■ **EXERCISE**
Every line in the entries that holds the word "below" counts toward the answer, which should be a single number.

■ **GIVEN ENTRIES**

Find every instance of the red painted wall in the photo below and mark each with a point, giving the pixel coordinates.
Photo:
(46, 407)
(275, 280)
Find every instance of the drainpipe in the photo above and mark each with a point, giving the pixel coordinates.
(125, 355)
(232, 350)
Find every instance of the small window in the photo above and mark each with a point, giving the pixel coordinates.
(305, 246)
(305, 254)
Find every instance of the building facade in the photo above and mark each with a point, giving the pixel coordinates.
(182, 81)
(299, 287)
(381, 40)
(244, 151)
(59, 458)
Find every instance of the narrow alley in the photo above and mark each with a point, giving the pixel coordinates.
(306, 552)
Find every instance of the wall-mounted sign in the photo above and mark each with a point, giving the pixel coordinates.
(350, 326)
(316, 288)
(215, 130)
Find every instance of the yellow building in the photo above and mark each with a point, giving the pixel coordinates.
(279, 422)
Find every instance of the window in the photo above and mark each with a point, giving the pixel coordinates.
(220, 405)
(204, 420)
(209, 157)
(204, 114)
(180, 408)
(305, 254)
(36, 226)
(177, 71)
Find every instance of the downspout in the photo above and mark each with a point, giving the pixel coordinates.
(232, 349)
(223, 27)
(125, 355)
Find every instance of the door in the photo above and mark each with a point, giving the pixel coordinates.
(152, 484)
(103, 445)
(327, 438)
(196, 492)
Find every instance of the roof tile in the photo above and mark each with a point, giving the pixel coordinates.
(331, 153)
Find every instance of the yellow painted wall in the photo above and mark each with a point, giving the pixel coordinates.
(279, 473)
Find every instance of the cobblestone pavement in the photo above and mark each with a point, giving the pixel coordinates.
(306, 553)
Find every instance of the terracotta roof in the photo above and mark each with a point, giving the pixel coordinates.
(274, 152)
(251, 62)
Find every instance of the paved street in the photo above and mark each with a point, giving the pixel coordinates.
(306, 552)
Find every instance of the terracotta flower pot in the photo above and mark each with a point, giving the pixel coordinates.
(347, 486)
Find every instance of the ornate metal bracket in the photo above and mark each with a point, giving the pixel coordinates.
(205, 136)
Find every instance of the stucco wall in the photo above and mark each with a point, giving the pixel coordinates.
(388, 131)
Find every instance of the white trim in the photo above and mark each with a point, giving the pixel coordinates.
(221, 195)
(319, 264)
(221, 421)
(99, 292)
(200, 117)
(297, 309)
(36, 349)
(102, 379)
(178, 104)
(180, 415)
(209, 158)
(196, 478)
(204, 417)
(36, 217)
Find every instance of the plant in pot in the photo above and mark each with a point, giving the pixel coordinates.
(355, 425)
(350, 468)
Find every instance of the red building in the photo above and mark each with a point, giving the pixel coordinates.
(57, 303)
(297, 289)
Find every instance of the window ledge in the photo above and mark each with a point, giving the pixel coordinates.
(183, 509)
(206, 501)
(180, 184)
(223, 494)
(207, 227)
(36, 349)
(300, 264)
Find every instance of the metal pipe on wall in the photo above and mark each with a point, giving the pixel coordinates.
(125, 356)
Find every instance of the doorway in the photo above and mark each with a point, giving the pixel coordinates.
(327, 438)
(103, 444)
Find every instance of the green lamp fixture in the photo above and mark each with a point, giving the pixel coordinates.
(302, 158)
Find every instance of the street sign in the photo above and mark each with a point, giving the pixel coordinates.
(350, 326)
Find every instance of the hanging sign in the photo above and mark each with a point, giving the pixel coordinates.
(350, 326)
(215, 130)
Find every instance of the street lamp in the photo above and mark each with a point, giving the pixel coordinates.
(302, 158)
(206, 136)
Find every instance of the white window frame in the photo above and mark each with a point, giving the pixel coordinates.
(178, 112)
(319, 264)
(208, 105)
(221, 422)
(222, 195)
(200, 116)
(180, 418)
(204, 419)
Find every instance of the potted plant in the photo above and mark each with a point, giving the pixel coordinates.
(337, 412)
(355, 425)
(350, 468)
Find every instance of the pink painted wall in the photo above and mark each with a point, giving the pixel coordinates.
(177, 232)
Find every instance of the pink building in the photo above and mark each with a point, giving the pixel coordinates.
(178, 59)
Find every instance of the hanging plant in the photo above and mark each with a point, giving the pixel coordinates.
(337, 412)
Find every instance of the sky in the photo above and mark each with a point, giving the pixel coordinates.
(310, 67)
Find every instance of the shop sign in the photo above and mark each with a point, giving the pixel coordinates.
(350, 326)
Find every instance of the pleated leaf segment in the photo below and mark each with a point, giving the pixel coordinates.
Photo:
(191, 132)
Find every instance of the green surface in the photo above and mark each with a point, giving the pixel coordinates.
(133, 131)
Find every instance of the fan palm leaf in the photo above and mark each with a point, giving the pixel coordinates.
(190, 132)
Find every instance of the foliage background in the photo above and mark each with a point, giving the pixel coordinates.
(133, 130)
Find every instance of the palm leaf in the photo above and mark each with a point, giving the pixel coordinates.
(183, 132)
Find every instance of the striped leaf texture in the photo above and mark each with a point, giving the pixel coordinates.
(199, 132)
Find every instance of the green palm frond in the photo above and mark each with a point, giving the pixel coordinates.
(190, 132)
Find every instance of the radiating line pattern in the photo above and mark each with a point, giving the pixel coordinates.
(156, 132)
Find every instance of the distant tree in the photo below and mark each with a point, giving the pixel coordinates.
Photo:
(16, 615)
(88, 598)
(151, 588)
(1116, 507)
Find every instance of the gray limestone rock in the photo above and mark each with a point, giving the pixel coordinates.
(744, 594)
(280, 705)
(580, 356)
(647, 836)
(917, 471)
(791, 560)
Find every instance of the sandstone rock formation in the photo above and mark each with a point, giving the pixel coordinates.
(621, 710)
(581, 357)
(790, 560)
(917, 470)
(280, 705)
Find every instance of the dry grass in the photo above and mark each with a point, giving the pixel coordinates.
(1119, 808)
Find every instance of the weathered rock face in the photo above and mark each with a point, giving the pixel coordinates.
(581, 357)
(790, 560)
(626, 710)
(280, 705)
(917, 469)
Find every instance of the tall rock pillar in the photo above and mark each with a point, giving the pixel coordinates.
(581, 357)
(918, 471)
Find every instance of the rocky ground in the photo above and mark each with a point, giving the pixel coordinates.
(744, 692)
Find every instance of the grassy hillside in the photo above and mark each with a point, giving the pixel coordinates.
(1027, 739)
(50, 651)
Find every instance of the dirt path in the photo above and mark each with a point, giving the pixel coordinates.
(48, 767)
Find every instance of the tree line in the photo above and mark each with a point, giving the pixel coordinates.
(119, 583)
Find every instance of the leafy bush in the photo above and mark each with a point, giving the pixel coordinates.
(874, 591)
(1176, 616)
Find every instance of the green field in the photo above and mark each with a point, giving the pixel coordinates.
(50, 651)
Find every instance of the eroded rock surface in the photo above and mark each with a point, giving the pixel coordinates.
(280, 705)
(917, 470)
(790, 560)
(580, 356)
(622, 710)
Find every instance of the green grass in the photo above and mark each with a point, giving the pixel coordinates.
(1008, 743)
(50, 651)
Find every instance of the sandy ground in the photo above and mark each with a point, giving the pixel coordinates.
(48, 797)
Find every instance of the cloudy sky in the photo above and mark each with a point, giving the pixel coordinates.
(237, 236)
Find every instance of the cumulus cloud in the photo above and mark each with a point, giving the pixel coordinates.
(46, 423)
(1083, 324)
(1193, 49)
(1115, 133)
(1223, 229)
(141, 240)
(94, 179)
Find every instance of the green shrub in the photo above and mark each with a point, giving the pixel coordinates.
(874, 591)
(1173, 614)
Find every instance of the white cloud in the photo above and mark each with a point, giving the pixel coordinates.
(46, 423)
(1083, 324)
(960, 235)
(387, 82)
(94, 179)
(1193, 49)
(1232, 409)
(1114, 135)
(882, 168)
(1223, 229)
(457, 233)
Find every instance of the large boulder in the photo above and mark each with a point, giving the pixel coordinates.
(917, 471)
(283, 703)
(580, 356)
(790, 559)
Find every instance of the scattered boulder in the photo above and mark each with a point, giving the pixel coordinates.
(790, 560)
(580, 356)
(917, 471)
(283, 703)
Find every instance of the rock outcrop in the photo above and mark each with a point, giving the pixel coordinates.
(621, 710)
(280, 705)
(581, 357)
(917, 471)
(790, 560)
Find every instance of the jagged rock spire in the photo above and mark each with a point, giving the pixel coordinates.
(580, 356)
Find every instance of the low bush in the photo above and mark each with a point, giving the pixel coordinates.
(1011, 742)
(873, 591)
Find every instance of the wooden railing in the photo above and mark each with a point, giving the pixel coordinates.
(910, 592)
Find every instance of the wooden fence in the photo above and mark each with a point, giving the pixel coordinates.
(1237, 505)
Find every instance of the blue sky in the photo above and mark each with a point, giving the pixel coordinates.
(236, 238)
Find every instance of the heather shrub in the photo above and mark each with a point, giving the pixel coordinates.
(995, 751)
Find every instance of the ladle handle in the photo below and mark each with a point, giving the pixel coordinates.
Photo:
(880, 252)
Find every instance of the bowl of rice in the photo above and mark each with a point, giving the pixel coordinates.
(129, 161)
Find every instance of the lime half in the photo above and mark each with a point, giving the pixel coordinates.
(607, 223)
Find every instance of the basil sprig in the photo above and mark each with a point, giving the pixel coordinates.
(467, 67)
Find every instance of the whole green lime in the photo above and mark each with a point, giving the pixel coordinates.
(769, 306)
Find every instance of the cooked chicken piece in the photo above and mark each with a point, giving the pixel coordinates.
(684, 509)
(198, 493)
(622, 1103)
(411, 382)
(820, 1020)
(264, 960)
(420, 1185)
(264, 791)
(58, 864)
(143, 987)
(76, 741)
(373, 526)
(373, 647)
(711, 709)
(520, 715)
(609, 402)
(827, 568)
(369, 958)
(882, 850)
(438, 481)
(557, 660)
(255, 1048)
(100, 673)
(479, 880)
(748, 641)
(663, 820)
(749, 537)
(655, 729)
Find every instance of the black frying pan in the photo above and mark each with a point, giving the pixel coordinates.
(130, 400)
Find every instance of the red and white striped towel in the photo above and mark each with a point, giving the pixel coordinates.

■ **THE COMPLETED TASK**
4